**Problem description:**
Please output the entries below without altering a single character.

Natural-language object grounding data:

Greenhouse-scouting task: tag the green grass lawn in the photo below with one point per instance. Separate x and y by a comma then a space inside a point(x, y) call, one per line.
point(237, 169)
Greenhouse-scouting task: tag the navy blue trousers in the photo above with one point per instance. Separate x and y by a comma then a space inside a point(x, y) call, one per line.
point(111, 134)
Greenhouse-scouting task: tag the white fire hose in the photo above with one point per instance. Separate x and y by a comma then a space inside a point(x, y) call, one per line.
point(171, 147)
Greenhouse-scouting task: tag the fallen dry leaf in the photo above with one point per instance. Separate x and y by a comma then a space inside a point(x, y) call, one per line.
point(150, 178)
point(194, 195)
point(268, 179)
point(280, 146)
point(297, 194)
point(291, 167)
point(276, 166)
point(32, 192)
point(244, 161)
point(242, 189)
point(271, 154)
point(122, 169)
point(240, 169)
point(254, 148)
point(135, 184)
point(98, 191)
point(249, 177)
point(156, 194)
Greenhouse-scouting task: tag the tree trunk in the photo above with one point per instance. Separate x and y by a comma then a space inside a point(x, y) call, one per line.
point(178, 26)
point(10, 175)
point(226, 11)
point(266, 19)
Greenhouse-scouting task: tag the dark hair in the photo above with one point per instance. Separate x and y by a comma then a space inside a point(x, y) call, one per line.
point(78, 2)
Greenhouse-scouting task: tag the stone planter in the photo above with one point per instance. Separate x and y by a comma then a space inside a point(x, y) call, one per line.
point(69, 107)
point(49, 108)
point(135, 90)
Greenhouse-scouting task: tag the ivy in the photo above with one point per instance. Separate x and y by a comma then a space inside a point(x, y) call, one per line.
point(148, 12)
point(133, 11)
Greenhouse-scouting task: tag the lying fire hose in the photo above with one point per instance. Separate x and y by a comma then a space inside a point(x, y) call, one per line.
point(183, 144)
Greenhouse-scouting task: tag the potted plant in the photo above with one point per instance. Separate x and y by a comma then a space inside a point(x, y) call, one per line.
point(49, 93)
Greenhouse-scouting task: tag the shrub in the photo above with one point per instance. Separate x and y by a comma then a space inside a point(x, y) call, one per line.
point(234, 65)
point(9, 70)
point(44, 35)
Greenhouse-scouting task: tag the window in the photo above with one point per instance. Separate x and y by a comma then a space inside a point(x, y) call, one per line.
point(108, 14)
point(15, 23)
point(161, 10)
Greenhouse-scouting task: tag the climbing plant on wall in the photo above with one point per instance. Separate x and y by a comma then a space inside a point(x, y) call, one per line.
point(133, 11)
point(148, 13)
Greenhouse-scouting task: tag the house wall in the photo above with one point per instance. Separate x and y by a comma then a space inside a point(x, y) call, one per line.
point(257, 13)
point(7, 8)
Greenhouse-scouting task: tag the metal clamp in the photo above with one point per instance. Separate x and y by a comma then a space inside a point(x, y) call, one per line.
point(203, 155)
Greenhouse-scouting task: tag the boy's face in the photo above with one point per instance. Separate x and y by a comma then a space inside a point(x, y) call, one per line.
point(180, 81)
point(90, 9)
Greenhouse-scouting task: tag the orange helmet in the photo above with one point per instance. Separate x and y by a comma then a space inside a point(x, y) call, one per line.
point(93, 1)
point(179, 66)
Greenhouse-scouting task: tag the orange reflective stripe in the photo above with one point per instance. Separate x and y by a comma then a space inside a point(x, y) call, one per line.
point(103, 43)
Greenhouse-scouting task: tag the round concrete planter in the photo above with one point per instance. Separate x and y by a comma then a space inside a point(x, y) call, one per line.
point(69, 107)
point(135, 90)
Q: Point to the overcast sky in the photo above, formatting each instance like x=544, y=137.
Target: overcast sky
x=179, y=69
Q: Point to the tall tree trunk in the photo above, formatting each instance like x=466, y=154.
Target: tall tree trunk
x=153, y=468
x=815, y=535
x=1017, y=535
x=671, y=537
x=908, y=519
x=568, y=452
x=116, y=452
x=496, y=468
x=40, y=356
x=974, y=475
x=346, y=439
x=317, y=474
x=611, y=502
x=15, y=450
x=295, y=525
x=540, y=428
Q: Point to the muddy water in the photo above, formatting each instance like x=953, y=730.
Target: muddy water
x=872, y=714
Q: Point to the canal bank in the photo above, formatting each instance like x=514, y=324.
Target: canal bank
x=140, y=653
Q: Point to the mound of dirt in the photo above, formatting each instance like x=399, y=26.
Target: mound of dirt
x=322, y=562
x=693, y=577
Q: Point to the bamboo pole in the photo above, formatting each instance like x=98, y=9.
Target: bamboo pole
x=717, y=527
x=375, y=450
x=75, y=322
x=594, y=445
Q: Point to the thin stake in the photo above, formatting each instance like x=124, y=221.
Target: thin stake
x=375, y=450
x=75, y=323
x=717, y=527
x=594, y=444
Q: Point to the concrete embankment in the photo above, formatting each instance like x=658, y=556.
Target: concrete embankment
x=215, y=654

**Response to the exercise:**
Greenhouse-scouting task: tag the green grass lawn in the photo below with one point per instance. Separate x and y by a comma then a space inside a point(x, y) call, one per line.
point(237, 169)
Greenhouse-scouting task: tag the navy blue trousers in the photo above with one point per instance. Separate x and y by a comma then a space inside a point(x, y) call, one per line.
point(111, 134)
Greenhouse-scouting task: tag the white fire hose in the photo above with one point per instance. Separate x and y by a comma then a space inside a point(x, y) call, one per line.
point(171, 147)
Greenhouse-scouting task: tag the fallen dry leaf in the photo above with one point per instance. Separate x and y by a comma then a space inside a point(x, y) call, one per line.
point(150, 178)
point(194, 195)
point(268, 179)
point(280, 146)
point(297, 194)
point(291, 167)
point(276, 166)
point(32, 192)
point(244, 161)
point(242, 189)
point(271, 154)
point(122, 169)
point(240, 169)
point(254, 148)
point(135, 184)
point(98, 191)
point(249, 177)
point(156, 194)
Greenhouse-scouting task: tag the tree trunk in the photo above with one point per instance. Separate x and y by a comma then a space inside a point(x, y) call, one per line.
point(178, 26)
point(10, 175)
point(226, 11)
point(266, 19)
Greenhouse-scouting task: tag the dark hair in the photo above with one point per instance. Separate x and y by a comma then a space inside a point(x, y) call, one per line.
point(78, 2)
Greenhouse-scouting task: tag the stone planter in the photo above with one point per instance. Separate x and y by a comma then a space inside a point(x, y) call, one per line.
point(69, 107)
point(49, 108)
point(135, 90)
Greenhouse-scouting task: tag the ivy in the photo above with one point per instance. Separate x and y by a comma then a space inside a point(x, y) call, one per line.
point(148, 12)
point(133, 11)
Greenhouse-scouting task: tag the lying fire hose in the photo above with one point per instance. Separate x and y by a comma then a space inside a point(x, y) call, one per line.
point(183, 144)
Greenhouse-scouting task: tag the potted plant in the photo above with one point per instance. Separate x and y by a comma then a space inside a point(x, y) call, one per line.
point(49, 93)
Greenhouse-scouting task: tag the shrub in the photo above with one point per instance. Separate x and y by a comma then a space inside a point(x, y) call, one per line.
point(234, 65)
point(9, 70)
point(44, 35)
Greenhouse-scouting task: tag the window in the photo above with one point per instance. Separate x and y by a comma then a space inside a point(x, y) call, one per line.
point(108, 14)
point(15, 23)
point(161, 10)
Greenhouse-scouting task: tag the climbing plant on wall in the photo above with one point per instance. Separate x and y by a comma then a space inside a point(x, y) call, one per line.
point(133, 11)
point(148, 13)
Greenhouse-scouting task: tag the house wall in the photo above with one point per instance. Separate x and y by a comma then a space inside a point(x, y) call, one per line.
point(257, 13)
point(7, 8)
Greenhouse-scouting task: tag the metal clamp in the photo above with one point per instance. Separate x and y by a comma then a space inside a point(x, y) call, one per line.
point(203, 155)
Greenhouse-scouting task: tag the boy's face in the photo above with one point per instance. Separate x and y by a comma then a space inside a point(x, y) call, one per line.
point(180, 81)
point(90, 9)
Greenhouse-scouting task: tag the orange helmet in the photo above with one point per instance. Separate x and y by a comma then a space inside a point(x, y) call, one per line.
point(93, 1)
point(179, 66)
Greenhouse-scouting task: tag the orange reflective stripe in the photo above with one point per instance. Separate x and y by a comma then a space inside a point(x, y) call, one per line.
point(103, 43)
Greenhouse-scouting task: tag the round concrete planter in the photo above with one point per instance. Separate x and y by a comma then a space inside a point(x, y) call, one per line.
point(69, 107)
point(135, 90)
Q: Point to the overcast sky in the photo above, formatting each instance like x=544, y=137.
Target: overcast sky
x=179, y=69
Q: Point to the tall tree trunk in the photo above, formatting each instance like x=466, y=154.
Target: tall tree trunk
x=153, y=468
x=815, y=535
x=1017, y=535
x=671, y=537
x=908, y=519
x=568, y=452
x=116, y=452
x=496, y=468
x=40, y=356
x=974, y=475
x=346, y=439
x=317, y=474
x=611, y=502
x=15, y=450
x=295, y=525
x=540, y=428
Q: Point to the muddy water in the photo above, formatting each instance like x=953, y=730.
Target: muddy water
x=872, y=714
Q: Point to the canal bank in the photo above, formatting each instance like x=514, y=324.
Target: canal bank
x=140, y=653
Q: Point to the mound of dirt in the photo above, formatting each instance like x=399, y=26.
Target: mound of dirt
x=322, y=562
x=693, y=577
Q: Point to the bamboo pole in the photo above, formatting each instance like x=98, y=9.
Target: bamboo pole
x=717, y=527
x=375, y=450
x=75, y=322
x=594, y=445
Q: Point to the thin stake in the photo above, formatting each instance like x=124, y=221.
Target: thin stake
x=375, y=450
x=75, y=323
x=717, y=527
x=594, y=444
Q: Point to the concrete embankment in the photo above, formatting each instance like x=658, y=556.
Target: concrete embankment
x=215, y=654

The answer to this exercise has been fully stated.